### [TASK DESCRIPTION]
The records that follow must be reproduced in full, exactly as written.

--- MATERIALS PROVIDED ---

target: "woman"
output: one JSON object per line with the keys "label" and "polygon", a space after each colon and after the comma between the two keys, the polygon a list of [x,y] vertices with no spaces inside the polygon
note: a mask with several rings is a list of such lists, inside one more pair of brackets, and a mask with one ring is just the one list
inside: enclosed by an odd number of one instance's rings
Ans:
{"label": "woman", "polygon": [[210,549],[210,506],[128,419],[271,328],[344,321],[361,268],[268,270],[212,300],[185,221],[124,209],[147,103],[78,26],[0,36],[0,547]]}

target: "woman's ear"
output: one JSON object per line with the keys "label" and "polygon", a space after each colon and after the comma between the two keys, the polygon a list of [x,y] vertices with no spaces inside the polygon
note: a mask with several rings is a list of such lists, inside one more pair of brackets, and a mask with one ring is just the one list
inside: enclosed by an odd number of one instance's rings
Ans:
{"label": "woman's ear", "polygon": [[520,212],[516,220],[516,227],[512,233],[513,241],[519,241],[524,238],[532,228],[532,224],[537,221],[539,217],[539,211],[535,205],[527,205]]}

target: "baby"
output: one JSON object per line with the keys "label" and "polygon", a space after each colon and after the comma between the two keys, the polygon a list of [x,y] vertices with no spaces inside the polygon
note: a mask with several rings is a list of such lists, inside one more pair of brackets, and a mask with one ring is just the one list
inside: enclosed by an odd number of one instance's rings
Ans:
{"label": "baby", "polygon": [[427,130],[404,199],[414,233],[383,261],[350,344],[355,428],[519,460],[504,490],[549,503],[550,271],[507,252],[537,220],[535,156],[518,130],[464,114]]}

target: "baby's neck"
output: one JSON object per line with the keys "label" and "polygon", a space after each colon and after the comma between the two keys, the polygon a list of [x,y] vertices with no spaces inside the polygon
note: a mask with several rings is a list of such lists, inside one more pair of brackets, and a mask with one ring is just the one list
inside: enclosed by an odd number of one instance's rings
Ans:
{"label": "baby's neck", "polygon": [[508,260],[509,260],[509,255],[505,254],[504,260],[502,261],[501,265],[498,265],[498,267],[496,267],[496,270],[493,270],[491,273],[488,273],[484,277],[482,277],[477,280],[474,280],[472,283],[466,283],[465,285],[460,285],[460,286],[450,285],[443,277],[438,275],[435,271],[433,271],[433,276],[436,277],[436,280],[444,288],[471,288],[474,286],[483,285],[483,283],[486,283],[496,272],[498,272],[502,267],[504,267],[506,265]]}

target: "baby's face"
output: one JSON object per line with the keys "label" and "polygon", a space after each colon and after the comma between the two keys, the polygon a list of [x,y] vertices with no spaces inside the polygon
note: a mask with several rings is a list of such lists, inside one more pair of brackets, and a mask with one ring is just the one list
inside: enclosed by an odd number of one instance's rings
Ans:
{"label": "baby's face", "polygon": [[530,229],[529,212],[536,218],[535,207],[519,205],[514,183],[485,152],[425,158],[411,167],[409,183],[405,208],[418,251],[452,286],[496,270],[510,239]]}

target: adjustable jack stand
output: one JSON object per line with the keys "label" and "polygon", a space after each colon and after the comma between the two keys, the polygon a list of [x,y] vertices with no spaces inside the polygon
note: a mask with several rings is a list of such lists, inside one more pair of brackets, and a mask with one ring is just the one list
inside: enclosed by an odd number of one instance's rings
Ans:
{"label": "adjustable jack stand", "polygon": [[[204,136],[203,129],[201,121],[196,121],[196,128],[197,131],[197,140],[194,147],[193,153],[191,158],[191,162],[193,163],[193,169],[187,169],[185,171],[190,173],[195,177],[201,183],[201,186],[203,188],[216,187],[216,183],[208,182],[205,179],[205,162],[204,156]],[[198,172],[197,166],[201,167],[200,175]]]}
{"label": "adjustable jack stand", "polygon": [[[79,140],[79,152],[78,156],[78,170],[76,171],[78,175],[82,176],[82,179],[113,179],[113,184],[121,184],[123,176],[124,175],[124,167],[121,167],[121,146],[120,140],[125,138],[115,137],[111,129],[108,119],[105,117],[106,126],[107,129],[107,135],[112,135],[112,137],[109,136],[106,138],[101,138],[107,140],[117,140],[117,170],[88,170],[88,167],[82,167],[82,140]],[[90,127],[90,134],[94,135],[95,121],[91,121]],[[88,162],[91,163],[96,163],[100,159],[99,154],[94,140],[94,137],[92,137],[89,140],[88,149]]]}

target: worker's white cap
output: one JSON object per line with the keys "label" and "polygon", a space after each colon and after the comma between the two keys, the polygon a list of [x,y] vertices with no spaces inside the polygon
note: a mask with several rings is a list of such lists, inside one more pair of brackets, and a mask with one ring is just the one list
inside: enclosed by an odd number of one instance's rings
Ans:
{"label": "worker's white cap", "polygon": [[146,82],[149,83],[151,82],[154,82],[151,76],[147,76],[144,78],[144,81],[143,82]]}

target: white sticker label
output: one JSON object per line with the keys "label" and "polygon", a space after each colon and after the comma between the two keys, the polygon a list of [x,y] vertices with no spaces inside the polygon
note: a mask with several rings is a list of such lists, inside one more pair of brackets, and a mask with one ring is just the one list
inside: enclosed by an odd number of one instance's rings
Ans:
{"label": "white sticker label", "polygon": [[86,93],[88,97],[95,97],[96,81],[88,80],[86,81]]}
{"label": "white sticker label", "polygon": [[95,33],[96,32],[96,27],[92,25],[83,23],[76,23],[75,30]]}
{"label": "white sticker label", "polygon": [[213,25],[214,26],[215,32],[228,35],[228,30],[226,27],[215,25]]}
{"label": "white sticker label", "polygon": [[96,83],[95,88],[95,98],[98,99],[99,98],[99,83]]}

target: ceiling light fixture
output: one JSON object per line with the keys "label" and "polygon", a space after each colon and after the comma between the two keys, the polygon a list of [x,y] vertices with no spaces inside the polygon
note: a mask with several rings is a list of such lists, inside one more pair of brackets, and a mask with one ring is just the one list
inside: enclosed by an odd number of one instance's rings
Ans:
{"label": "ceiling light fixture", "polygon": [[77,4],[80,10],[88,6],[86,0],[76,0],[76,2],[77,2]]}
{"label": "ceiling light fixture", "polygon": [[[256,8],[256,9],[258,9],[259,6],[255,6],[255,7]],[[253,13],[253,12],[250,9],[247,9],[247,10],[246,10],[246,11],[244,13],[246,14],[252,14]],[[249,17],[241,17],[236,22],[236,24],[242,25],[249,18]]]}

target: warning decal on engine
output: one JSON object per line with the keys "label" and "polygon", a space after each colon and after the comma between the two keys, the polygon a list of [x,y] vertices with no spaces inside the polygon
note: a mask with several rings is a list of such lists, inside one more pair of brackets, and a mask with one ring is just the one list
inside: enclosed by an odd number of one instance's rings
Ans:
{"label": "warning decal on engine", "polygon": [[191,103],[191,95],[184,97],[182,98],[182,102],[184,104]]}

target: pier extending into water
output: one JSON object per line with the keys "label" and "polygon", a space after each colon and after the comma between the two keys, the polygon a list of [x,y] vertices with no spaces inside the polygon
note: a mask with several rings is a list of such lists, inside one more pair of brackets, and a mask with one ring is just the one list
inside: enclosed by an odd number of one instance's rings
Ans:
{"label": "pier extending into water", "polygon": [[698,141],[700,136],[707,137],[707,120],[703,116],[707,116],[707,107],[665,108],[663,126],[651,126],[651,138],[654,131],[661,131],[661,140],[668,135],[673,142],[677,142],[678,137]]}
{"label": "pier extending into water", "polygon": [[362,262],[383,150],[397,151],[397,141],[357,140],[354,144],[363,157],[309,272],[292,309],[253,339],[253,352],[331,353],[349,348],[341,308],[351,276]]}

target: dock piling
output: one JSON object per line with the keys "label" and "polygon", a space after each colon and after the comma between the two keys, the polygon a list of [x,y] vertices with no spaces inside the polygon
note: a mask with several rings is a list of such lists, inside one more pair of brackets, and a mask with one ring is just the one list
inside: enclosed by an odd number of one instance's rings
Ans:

---

### [RESULT BELOW]
target: "woman"
output: one JSON object per line with the keys "label" and "polygon", a space after each colon and after the comma between the two keys, the polygon a list of [x,y] vertices with no spaces inside the polygon
note: a mask with several rings is a list of such lists, inside one more pair of brackets, and a mask with one ring is just the one list
inside: enclosed by an odd number of one instance's rings
Ans:
{"label": "woman", "polygon": [[210,549],[210,506],[128,419],[271,328],[344,321],[361,268],[268,270],[212,300],[185,221],[124,209],[147,103],[78,26],[0,36],[0,547]]}

target: "woman's ear"
output: one JSON object per line with the keys "label" and "polygon", a space after each colon and after the comma between the two keys, the polygon a list of [x,y] vertices with no spaces inside the polygon
note: a mask with several rings is a list of such lists, inside one more pair of brackets, and a mask with one ring is just the one list
inside: enclosed by an odd number of one instance's rings
Ans:
{"label": "woman's ear", "polygon": [[520,212],[516,220],[516,227],[512,233],[513,241],[519,241],[524,238],[532,228],[532,224],[537,221],[539,217],[539,211],[535,205],[527,205]]}

target: "baby"
output: one JSON object per line with the keys "label" and "polygon", a space after each colon and after the comma between the two keys, the polygon a list of [x,y] vertices with no spaces inside the polygon
note: a mask with several rings is a list of such lists, inside one more pair of brackets, and a mask with one ring is just the one list
inside: enclosed by an odd number of one instance's rings
Ans:
{"label": "baby", "polygon": [[427,130],[404,199],[414,233],[383,261],[350,344],[355,428],[519,460],[504,490],[549,503],[550,271],[507,252],[537,220],[535,156],[518,130],[464,114]]}

target: "baby's neck"
output: one JSON object per line with the keys "label" and "polygon", a space after each colon and after the comma between the two keys, the polygon a list of [x,y] vertices with no spaces inside the polygon
note: a mask with several rings is a list of such lists, inside one more pair of brackets, and a mask with one ring is just the one list
inside: enclosed by an odd number of one instance's rings
Ans:
{"label": "baby's neck", "polygon": [[508,260],[509,260],[509,255],[505,254],[504,260],[502,261],[501,265],[498,265],[498,267],[496,267],[496,270],[493,270],[491,273],[488,273],[484,277],[482,277],[477,280],[474,280],[472,283],[466,283],[465,285],[460,285],[460,286],[450,285],[443,277],[438,275],[435,271],[433,271],[433,276],[436,277],[436,280],[444,288],[471,288],[474,286],[483,285],[483,283],[486,283],[496,272],[498,272],[502,267],[504,267],[506,265]]}

target: "baby's face"
output: one JSON object per line with the keys "label" and "polygon", a space after each colon and after the comma between the two keys, the polygon a list of [x,y] vertices with no spaces inside the polygon
note: a mask with several rings is a list of such lists, inside one more pair of brackets, and a mask with one ring is just the one list
inside: enclosed by an odd number of one instance's rings
Ans:
{"label": "baby's face", "polygon": [[530,229],[529,212],[536,218],[535,207],[519,205],[514,183],[485,152],[425,158],[411,167],[409,183],[405,208],[418,251],[452,286],[496,270],[510,239]]}

target: adjustable jack stand
output: one JSON object per line with the keys "label" and "polygon", a space after each colon and after the comma between the two keys, the polygon a list of [x,y] vertices with no spaces inside the polygon
note: a mask with several rings is a list of such lists, inside one more pair of brackets, and a mask with one ring is just the one list
inside: enclosed by an odd number of one instance's rings
Ans:
{"label": "adjustable jack stand", "polygon": [[[204,136],[203,129],[201,121],[196,121],[196,128],[197,131],[197,140],[194,147],[193,153],[191,158],[191,162],[193,163],[193,169],[187,169],[185,171],[190,173],[195,177],[201,183],[201,186],[203,188],[216,187],[216,183],[208,182],[205,179],[205,162],[204,156]],[[198,172],[197,166],[201,167],[200,175]]]}
{"label": "adjustable jack stand", "polygon": [[[79,140],[79,152],[78,156],[78,170],[76,171],[78,175],[82,176],[82,179],[113,179],[113,184],[121,184],[123,176],[124,175],[124,167],[121,167],[121,146],[120,140],[125,138],[115,137],[111,129],[108,119],[105,117],[106,126],[107,129],[107,135],[112,135],[112,137],[109,136],[106,138],[101,138],[107,140],[117,140],[117,170],[88,170],[88,167],[82,167],[82,140]],[[90,127],[90,134],[94,135],[95,121],[91,121]],[[88,162],[91,163],[96,163],[100,159],[99,154],[94,140],[94,137],[92,137],[89,140],[88,149]]]}

target: worker's white cap
output: one JSON object per line with the keys "label" and "polygon", a space after each colon and after the comma between the two keys, the polygon a list of [x,y] vertices with no spaces inside the polygon
note: a mask with several rings is a list of such lists, inside one more pair of brackets, and a mask with one ring is just the one list
inside: enclosed by an odd number of one instance's rings
Ans:
{"label": "worker's white cap", "polygon": [[146,82],[149,83],[151,82],[154,82],[151,76],[147,76],[144,78],[144,81],[143,82]]}

target: white sticker label
output: one JSON object per line with the keys "label" and "polygon", a space after each colon and after the comma between the two keys, the polygon a list of [x,y] vertices with no spaces inside the polygon
note: a mask with several rings is a list of such lists, inside one more pair of brackets, and a mask with one ring is just the one list
inside: enclosed by an odd number of one instance's rings
Ans:
{"label": "white sticker label", "polygon": [[86,93],[88,97],[95,97],[96,81],[88,80],[86,81]]}
{"label": "white sticker label", "polygon": [[95,33],[96,32],[96,27],[92,25],[83,23],[76,23],[75,30]]}
{"label": "white sticker label", "polygon": [[213,25],[214,26],[215,32],[228,35],[228,30],[226,27],[215,25]]}
{"label": "white sticker label", "polygon": [[96,83],[95,88],[95,98],[98,99],[99,98],[99,83]]}

target: ceiling light fixture
output: one JSON object per line with the keys "label" and "polygon", a space after each colon and after the comma between the two keys, the polygon a list of [x,y] vertices with no spaces inside the polygon
note: a mask with several rings is a list of such lists, inside one more pair of brackets, and a mask with one ring is just the one list
inside: enclosed by an odd number of one instance's rings
Ans:
{"label": "ceiling light fixture", "polygon": [[77,4],[80,10],[88,6],[86,0],[76,0],[76,2],[77,2]]}
{"label": "ceiling light fixture", "polygon": [[[256,8],[256,9],[258,9],[259,6],[255,6],[255,7]],[[253,13],[253,12],[250,9],[247,9],[247,10],[246,10],[246,11],[244,13],[246,14],[252,14]],[[249,17],[241,17],[236,22],[236,24],[242,25],[249,18]]]}

target: warning decal on engine
output: one JSON object per line with the keys "label" and "polygon", a space after each colon and after the comma between the two keys, the polygon a list of [x,y] vertices with no spaces inside the polygon
note: a mask with several rings is a list of such lists, inside one more pair of brackets, and a mask with one ring is just the one list
inside: enclosed by an odd number of one instance's rings
Ans:
{"label": "warning decal on engine", "polygon": [[191,103],[191,95],[184,97],[182,98],[182,102],[184,104]]}

target: pier extending into water
output: one JSON object per line with the keys "label" and "polygon", a space after each colon and after the comma between the two keys, the polygon a list of [x,y] vertices with no spaces inside the polygon
note: a mask with several rings is a list of such lists, inside one more pair of brackets, and a mask with one ring is just the one list
inside: enclosed by an odd number of one instance's rings
Ans:
{"label": "pier extending into water", "polygon": [[698,141],[700,136],[707,137],[707,120],[703,116],[707,116],[707,107],[665,108],[663,126],[651,126],[651,138],[654,131],[661,131],[661,140],[668,135],[673,142],[677,142],[678,137]]}
{"label": "pier extending into water", "polygon": [[362,262],[383,150],[397,151],[397,141],[357,140],[354,144],[363,157],[309,272],[292,309],[253,339],[253,352],[331,353],[349,348],[341,308],[351,276]]}

target: dock piling
output: one JSON object per line with the keys "label" and "polygon", a space after each colon and after the comma between the two keys, the polygon a list of [x,y] vertices with no spaces inside the polygon
note: a mask with several rings is a list of such lists, inside one more pair of brackets, and a mask with one ring is just the one list
inside: enclosed by an odd number of one instance's rings
Ans:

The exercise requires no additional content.